───── DOCUMENT EXCERPT

# IH series 2500B steering and swing do not work



## Jlknorth (Aug 15, 2021)

IH 2514B (FEL + backhoe version) 
Everything was working fine just a couple of days before. I went out to move it to a different spot and as I was turning a corner I felt like something was wrong. Within another 50 feet or so I had no steering. The FEL works. The backhoe works except for the swing. Everything I have been reading seems to say the swing and the steering are together but I can not seem to pin down what I actually need to fix. I already changed both filters, added more hydraulic fluid, and neither of those things helped.


----------



## sixbales (May 18, 2011)

Howdy Jlknorth, welcome to the forum.

An earlier model IH TLB tractor has an engine-driven hydraulic pump (7 gpm) that powers selectively either the power steering or the swing. You must choose one or the other with a push/pull valve on the diverter valve. Does this description fit your tractor?


----------



## Jlknorth (Aug 15, 2021)

Thanks for your reply. I don’t think I have engine driven pump? Would that be off the engine?? Before I used it i would move the backhoe up down swing left right be done then drive it back to the barn without moving any levers to steer it back


----------



## sixbales (May 18, 2011)

According to tractordata.com, your 2514B has 3 pumps:

HydraulicsTypeopen centerPressure2250 psi
155.1 barPump flow12 gpm (main)
45.4 lpm4 gpm (transmission pump)
15.1 lpm18 gpm (loader pump)
68.1 lpm

Surely you have a front engine driven pump for the loader?

Your tractor should have an MCV valve, priority is given to the power steering. A constant flow of about 3 gpm goes to the power steering. Either your MCV valve is screwed up or you MCV pump is down.


----------



## Jlknorth (Aug 15, 2021)

I have found the MVC valve and I have read that there is a flow diverter that seems to screw into the bottom, but I have no idea how to tell if anything is wrong with it or if it is working right. I believe there is also a pilot relief valve in the same area? Could that have anything to do with it? Again, same problem, nothing I have read tells me how to tell if there is a problem with any of these things.


----------



## sixbales (May 18, 2011)

Ebay has a used service manual for your tractor. I realize that it's a lot of money, but it will probably payout with your first repair. There are very few options available. Your next challenge will be finding parts.









IH International Harvester 2410B 2514B Wheel Tractors Shop Service Repair Manual | eBay


Find many great new & used options and get the best deals for IH International Harvester 2410B 2514B Wheel Tractors Shop Service Repair Manual at the best online prices at eBay! Free shipping for many products!



www.ebay.com


----------



## Jlknorth (Aug 15, 2021)

sixbales said:


> Ebay has a used service manual for your tractor. I realize that it's a lot of money, but it will probably payout with your first repair. There are very few options available. Your next challenge will be finding parts.
> 
> 
> 
> ...


Actually we have an operator manual that includes parts diagrams and I downloaded service manuals from links someone had on some forum awhile back when we ask a different question. Both have been very confusing for this, because they both claim there is a relief valve that we can not find. We have now taken the MCV completely off and inspected every valve (that actually is in it) although since nothing tells you how to tell if the valves are good or bad, that was mainly just removing them, cleaning them, and putting them back in (no broken springs that we found). We took off the pump and that seemed fine as well… it turned freely without any noise and would pump out fluid when turning it by hand. Now I guess we will fill it back up and see if anything we did somehow made a difference.


----------



## Garyc2ri (Oct 20, 2014)

Jlknorth said:


> IH 2514B (FEL + backhoe version)
> Everything was working fine just a couple of days before. I went out to move it to a different spot and as I was turning a corner I felt like something was wrong. Within another 50 feet or so I had no steering. The FEL works. The backhoe works except for the swing. Everything I have been reading seems to say the swing and the steering are together but I can not seem to pin down what I actually need to fix. I already changed both filters, added more hydraulic fluid, and neither of those things helped.


I have the same issue was told to look at the two pumps there is a oring between main and aux pump that can go bad


----------

──────────

REQUESTS —
1. From the forum thread on the 2514B steering problem, reproduce the passage between "15.1 lpm18 gpm" and "pump is down.", inclusive.
2. Answer these questions using the forum thread on the 2514B steering problem:
(a) Apart from the steering, which backhoe function stopped working?
(b) What main pump flow does the thread cite from tractordata.com?
(c) What part between the main and aux pump did Garyc2ri say can go bad?

───── RECORDS SHOWN

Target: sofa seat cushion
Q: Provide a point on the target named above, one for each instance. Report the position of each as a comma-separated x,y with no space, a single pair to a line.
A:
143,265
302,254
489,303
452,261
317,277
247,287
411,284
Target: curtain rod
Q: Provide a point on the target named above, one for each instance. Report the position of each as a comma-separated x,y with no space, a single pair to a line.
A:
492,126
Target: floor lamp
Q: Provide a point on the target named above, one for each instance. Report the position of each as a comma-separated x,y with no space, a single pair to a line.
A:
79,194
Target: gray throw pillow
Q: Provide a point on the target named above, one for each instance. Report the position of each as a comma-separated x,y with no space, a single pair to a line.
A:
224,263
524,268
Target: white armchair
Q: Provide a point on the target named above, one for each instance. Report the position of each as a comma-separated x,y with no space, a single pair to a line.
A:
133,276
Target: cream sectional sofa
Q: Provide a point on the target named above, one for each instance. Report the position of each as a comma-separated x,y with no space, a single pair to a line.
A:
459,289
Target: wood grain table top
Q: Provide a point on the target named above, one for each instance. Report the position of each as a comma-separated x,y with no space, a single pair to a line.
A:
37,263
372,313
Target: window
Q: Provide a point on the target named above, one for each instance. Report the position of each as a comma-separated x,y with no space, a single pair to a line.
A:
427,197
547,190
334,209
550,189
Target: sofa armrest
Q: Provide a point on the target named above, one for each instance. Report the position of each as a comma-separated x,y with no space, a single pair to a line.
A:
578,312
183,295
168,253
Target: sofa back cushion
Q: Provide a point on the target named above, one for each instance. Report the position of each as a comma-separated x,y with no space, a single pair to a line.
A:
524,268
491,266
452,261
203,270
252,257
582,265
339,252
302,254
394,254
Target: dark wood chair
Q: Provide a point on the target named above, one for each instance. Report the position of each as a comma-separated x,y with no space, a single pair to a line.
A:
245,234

──────────
───── RECORDS SHOWN

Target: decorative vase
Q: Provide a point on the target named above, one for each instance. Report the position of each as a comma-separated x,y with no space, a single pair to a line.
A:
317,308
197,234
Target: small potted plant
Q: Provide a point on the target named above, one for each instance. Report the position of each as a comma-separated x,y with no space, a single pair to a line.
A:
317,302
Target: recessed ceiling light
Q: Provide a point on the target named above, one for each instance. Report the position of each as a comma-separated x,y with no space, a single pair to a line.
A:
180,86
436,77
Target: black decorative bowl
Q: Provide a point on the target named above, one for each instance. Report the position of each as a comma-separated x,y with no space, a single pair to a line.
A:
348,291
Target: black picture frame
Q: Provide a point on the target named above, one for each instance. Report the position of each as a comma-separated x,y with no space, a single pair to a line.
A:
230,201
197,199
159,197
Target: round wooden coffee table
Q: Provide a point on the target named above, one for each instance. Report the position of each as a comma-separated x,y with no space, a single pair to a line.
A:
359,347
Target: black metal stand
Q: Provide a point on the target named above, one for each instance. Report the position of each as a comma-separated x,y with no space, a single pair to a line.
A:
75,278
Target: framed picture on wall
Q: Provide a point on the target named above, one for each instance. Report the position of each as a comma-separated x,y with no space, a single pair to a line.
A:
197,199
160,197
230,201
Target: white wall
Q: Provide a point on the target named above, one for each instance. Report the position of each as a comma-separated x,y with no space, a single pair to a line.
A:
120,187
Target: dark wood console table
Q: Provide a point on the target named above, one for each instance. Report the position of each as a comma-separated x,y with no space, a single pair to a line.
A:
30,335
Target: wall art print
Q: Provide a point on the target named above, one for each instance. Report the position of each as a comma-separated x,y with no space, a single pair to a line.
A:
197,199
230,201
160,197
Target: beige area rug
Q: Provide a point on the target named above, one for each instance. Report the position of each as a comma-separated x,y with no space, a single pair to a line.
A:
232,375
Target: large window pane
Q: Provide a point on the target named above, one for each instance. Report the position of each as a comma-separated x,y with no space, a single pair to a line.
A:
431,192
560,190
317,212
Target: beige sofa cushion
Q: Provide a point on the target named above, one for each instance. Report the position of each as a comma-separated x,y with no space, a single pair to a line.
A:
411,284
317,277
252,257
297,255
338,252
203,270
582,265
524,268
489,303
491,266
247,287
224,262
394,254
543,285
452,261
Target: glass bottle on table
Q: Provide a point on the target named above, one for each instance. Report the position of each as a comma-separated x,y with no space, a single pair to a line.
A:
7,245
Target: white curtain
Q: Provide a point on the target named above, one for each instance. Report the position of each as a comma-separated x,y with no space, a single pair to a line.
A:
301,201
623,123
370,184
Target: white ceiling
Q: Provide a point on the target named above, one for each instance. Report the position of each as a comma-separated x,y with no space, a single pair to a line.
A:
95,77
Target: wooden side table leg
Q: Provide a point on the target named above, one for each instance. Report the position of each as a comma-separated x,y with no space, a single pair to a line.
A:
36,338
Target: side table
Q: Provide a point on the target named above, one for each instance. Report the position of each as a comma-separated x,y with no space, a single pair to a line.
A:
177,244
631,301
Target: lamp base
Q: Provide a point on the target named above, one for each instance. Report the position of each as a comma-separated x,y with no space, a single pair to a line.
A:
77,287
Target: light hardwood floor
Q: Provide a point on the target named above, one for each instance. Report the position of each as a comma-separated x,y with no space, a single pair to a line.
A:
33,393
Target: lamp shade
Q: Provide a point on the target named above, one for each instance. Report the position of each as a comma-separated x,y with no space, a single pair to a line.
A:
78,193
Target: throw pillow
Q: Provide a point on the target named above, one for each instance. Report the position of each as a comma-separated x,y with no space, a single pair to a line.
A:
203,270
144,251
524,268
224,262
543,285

──────────

SOLUTIONS —
1.
15.1 lpm18 gpm (loader pump)
68.1 lpm

Surely you have a front engine driven pump for the loader?

Your tractor should have an MCV valve, priority is given to the power steering. A constant flow of about 3 gpm goes to the power steering. Either your MCV valve is screwed up or you MCV pump is down.

2.
(a) The swing.
(b) 12 gpm.
(c) An o-ring.